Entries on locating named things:
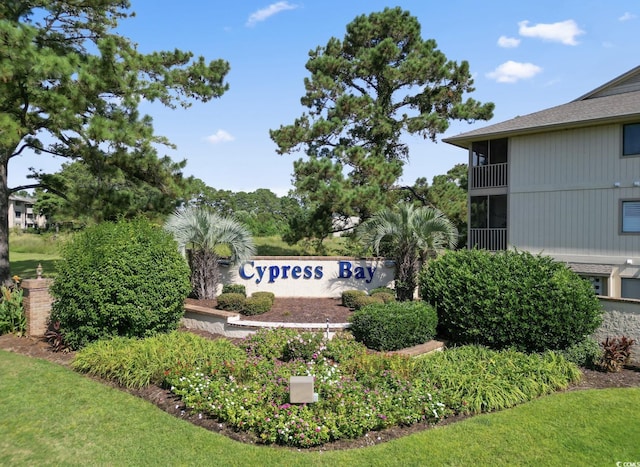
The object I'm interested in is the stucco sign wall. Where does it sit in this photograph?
[221,256,395,297]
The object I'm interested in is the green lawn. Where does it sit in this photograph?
[0,351,640,466]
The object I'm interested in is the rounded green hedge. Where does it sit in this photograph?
[419,250,602,352]
[240,294,273,316]
[222,284,247,297]
[50,218,191,349]
[349,301,438,351]
[342,290,367,310]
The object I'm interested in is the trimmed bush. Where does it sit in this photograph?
[351,294,384,310]
[251,292,276,306]
[51,218,191,349]
[419,250,602,352]
[372,292,396,303]
[349,301,438,351]
[560,337,603,369]
[240,294,273,316]
[342,290,367,310]
[222,284,247,297]
[216,292,247,311]
[369,287,396,297]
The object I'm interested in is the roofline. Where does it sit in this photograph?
[571,65,640,102]
[442,111,640,149]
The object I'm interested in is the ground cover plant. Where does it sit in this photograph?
[0,351,640,467]
[74,329,579,447]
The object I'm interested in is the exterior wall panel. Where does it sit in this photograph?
[509,125,640,264]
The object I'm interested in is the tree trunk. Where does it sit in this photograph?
[189,250,220,299]
[0,160,12,285]
[395,253,417,302]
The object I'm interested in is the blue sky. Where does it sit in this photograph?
[9,0,640,195]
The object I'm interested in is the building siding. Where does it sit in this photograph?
[509,125,640,264]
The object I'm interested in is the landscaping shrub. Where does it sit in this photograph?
[251,292,276,305]
[239,292,273,316]
[342,290,367,310]
[282,332,325,362]
[419,250,602,352]
[322,331,367,363]
[598,336,636,372]
[71,331,246,388]
[0,276,27,336]
[349,301,438,351]
[371,292,396,303]
[240,328,298,360]
[50,218,191,349]
[73,328,580,447]
[560,337,602,369]
[414,345,581,414]
[222,284,247,297]
[350,294,384,310]
[216,292,247,311]
[369,287,395,297]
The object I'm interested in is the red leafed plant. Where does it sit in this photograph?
[599,336,636,372]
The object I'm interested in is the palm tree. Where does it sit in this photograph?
[165,207,256,299]
[358,203,458,300]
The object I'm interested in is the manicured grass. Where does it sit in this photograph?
[0,351,640,466]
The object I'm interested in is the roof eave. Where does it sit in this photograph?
[442,112,640,149]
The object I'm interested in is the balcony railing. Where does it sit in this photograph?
[471,162,509,188]
[468,229,507,251]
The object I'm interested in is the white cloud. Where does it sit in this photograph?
[205,130,235,144]
[487,60,542,83]
[518,19,584,45]
[498,36,520,49]
[246,2,298,26]
[618,11,637,21]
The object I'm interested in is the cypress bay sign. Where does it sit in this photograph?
[221,256,395,297]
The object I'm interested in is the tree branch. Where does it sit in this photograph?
[8,183,69,201]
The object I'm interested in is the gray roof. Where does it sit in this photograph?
[443,66,640,148]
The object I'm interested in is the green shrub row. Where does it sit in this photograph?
[349,301,438,351]
[216,292,275,316]
[414,346,582,414]
[419,250,602,352]
[71,331,246,388]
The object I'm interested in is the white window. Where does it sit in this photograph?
[621,200,640,233]
[620,277,640,299]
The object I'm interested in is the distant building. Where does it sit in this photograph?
[444,66,640,299]
[9,195,47,230]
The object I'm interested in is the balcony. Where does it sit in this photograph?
[470,162,509,188]
[467,229,507,251]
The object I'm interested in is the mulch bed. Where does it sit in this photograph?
[0,298,640,451]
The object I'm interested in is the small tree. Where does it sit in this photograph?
[358,203,458,301]
[51,218,190,349]
[165,207,256,299]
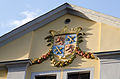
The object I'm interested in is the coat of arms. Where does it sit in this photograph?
[32,26,95,67]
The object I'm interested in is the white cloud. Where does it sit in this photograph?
[9,9,40,28]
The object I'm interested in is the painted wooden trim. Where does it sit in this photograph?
[63,68,94,79]
[31,71,61,79]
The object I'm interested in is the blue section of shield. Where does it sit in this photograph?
[65,34,77,45]
[52,45,64,57]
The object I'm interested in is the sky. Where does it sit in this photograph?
[0,0,120,36]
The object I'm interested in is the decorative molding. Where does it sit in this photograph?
[31,70,61,79]
[63,68,94,79]
[0,3,120,47]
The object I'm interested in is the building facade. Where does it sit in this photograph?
[0,3,120,79]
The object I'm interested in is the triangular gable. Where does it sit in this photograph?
[0,3,120,47]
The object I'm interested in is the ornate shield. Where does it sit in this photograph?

Directive:
Add 16 to every number in the answers' box coordinates, and write out again each line of the entries starting with the first one and going on through the line with "[395,253,417,302]", both ends and the requests included. Leave the pictures out of your answer.

Exercise result:
The object I'm interested in is the stucco sign wall. Where does it sit in this photograph?
[237,272,411,313]
The object I'm interested in is the green lawn. Where does it sit in this photograph?
[16,367,656,482]
The object I'm interested in is the rounded green hedge. Where does it sit in this photograph?
[435,266,618,368]
[256,310,289,332]
[238,300,263,313]
[66,234,207,365]
[365,317,454,367]
[358,306,383,326]
The object I'm interested in is the trimmed bush. Where does it sit in this photograph?
[367,310,400,326]
[267,308,292,322]
[67,234,207,365]
[435,266,618,368]
[388,308,412,319]
[365,317,454,367]
[576,353,619,385]
[256,310,289,332]
[358,306,383,326]
[238,300,263,313]
[232,308,263,327]
[385,303,412,313]
The object I'm interested in is the roofline. Where does it sit in this photograph?
[587,81,656,118]
[458,127,656,165]
The object I'm interested in is the ground cover plant. Where does it sit in this photograph?
[16,367,656,483]
[90,345,595,463]
The object I'm interested in is the exterior wall panel. Where does it sit in this photograph?
[525,141,656,280]
The object I'm interested in is the tree trunk. Where does it sit in this photograph?
[205,266,236,315]
[16,176,28,301]
[411,269,433,318]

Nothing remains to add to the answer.